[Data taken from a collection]
* begin *

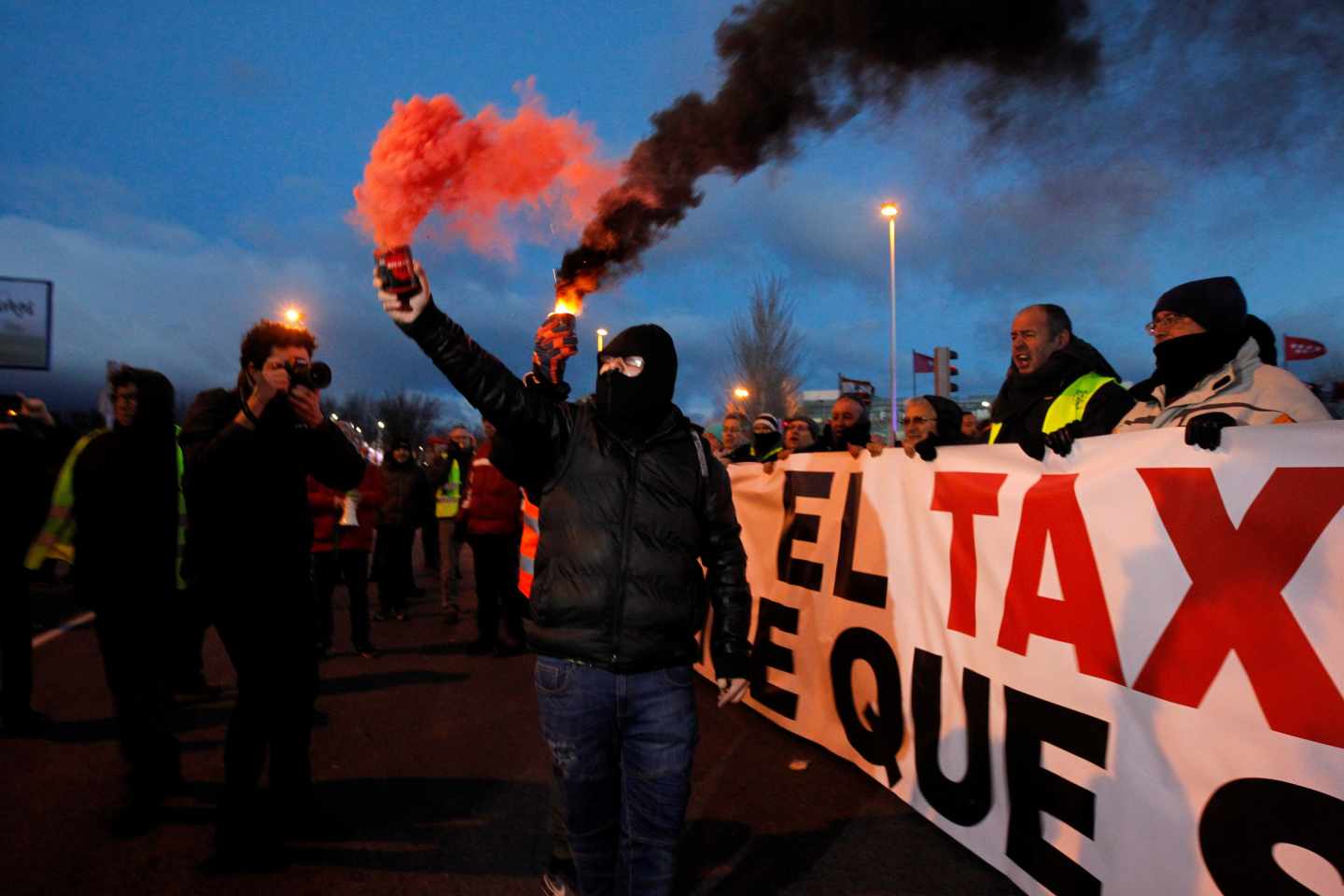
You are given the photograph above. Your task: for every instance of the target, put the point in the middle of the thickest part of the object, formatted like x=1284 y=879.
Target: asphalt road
x=433 y=762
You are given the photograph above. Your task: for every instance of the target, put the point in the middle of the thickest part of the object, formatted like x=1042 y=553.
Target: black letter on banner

* end *

→ **Exercise aim**
Update the data above by changing every "thickest part" to "widest part" and leaving everything else as it is. Omit the pictures from your answer.

→ **Answer to this problem**
You are given the photograph above. Your task: for every instance of the target, put the point in the middle of the widest part of the object, formatted like x=1284 y=879.
Target: asphalt road
x=433 y=762
You are given the photograph above. Your task: for every instance of the target, put the point in the middle of the widest part of the object, formatted like x=1042 y=553.
Target: black letter on banner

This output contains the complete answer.